Task 1 | Reproduce, word for word, the passage of the EY investor survey article from "Global professional services" to "offices, among others.".
Task 2 |
Decide whether each statement agrees with the EY investor survey article. Answer yes or no, and quote the deciding words of the article.
(a) The survey polled more than 320 senior decision makers at buy-side institutions.
(b) 74% of investors said they are more likely to hold an investment based on strong ESG performance.
(c) The share of investors planning to devote considerable time and attention to physical climate risk rose from 73% to 77%.
Task 3 | According to the EY investor survey article, what percentage of investors reported having made an investment due to anticipated benefit from the green recovery?

Text excerpt |
==*==

Global professional services firm EY announced the publication of its 2021 EY Global Institutional Investor Survey, researching investor perspectives on ESG performance, and the role of ESG in investment decision making and long-term investment management. The survey revealed that investors are increasingly integrating ESG risk and opportunity considerations into their investment activities, while highlighting the need for improved sustainability reporting from companies and for more sophisticated analytical tools to assess ESG performance.
For the study, EY commissioned a survey of more than 320 senior decision makers at buy-side institutions around the world, across a broad range of fund AUM sizes and institution types, including banks, insurance companies, pensions funds and family offices, among others.
One of the key findings of the study was a sharp increase in interest in the investors’ focus on sustainability following the events of the past year, with 90% of investors reporting attaching greater importance to companies’ ’ ESG performance when it comes to their investment strategy and decision-making since the COVID-19 pandemic. Similarly, 86% said that they are more likely to hold an investment based on strong ESG performance, and 74% are more likely to divest based on poor ESG performance than prior to COVID-19.
Marie-Laure Delarue, EY Global Vice-Chair – Assurance, said:
“It’s clear that the COVID-19 pandemic has spurred investors to place more emphasis on ESG performance. There are positive signs that this is starting to translate into action, although both companies and investors need to take bolder steps to put ESG performance right at the center of their decision-making.”
The survey also indicated that ESG, and particularly climate considerations are increasingly used both for risk management purposes, and as a source of opportunity for investors. The survey found that 77% of investors plan to devote considerable time and attention to physical climate risk, and 79% to transition risk, when making asset allocation and selection decisions, up from 73% and 71% last year.
On the opportunity front, a vast majority of investors – 92% – reported having made an investment due to anticipated benefit from the green recovery, and 88% said they are likely to increasingly target green-focused investment opportunities. The flow of investment capital into the space, however, has some investors concerned about valuation implications, particularly given the limited options for investment. More than three quarters of investors said that a shortage of green investments may create the risk of a market bubble.

==*==

The data |

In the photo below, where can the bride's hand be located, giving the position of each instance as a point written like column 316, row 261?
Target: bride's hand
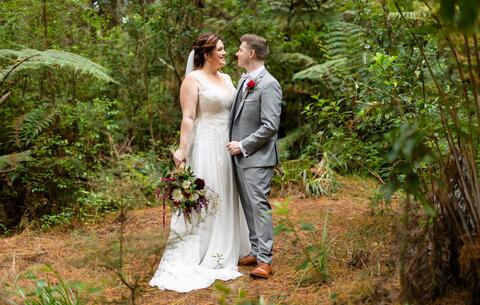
column 178, row 157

==*==

Reply 1 |
Global professional services firm EY announced the publication of its 2021 EY Global Institutional Investor Survey, researching investor perspectives on ESG performance, and the role of ESG in investment decision making and long-term investment management. The survey revealed that investors are increasingly integrating ESG risk and opportunity considerations into their investment activities, while highlighting the need for improved sustainability reporting from companies and for more sophisticated analytical tools to assess ESG performance.
For the study, EY commissioned a survey of more than 320 senior decision makers at buy-side institutions around the world, across a broad range of fund AUM sizes and institution types, including banks, insurance companies, pensions funds and family offices, among others.

Reply 2 |
(a) Yes: "EY commissioned a survey of more than 320 senior decision makers at buy-side institutions around the world"
(b) No: "86% said that they are more likely to hold an investment based on strong ESG performance"
(c) Yes: "77% of investors plan to devote considerable time and attention to physical climate risk, and 79% to transition risk, when making asset allocation and selection decisions, up from 73% and 71% last year"

Reply 3 | 92%